• **TASK ITEM**
The whole answer is the data below, retyped exactly.

• **PROVIDED RECORDS**
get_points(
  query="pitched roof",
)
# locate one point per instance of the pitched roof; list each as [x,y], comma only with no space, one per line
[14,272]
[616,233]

• **EXERCISE RESPONSE**
get_points(
  query="pitched roof",
)
# locate one point per instance of the pitched roof; list each as [x,y], comma only with no space, one per line
[14,272]
[616,233]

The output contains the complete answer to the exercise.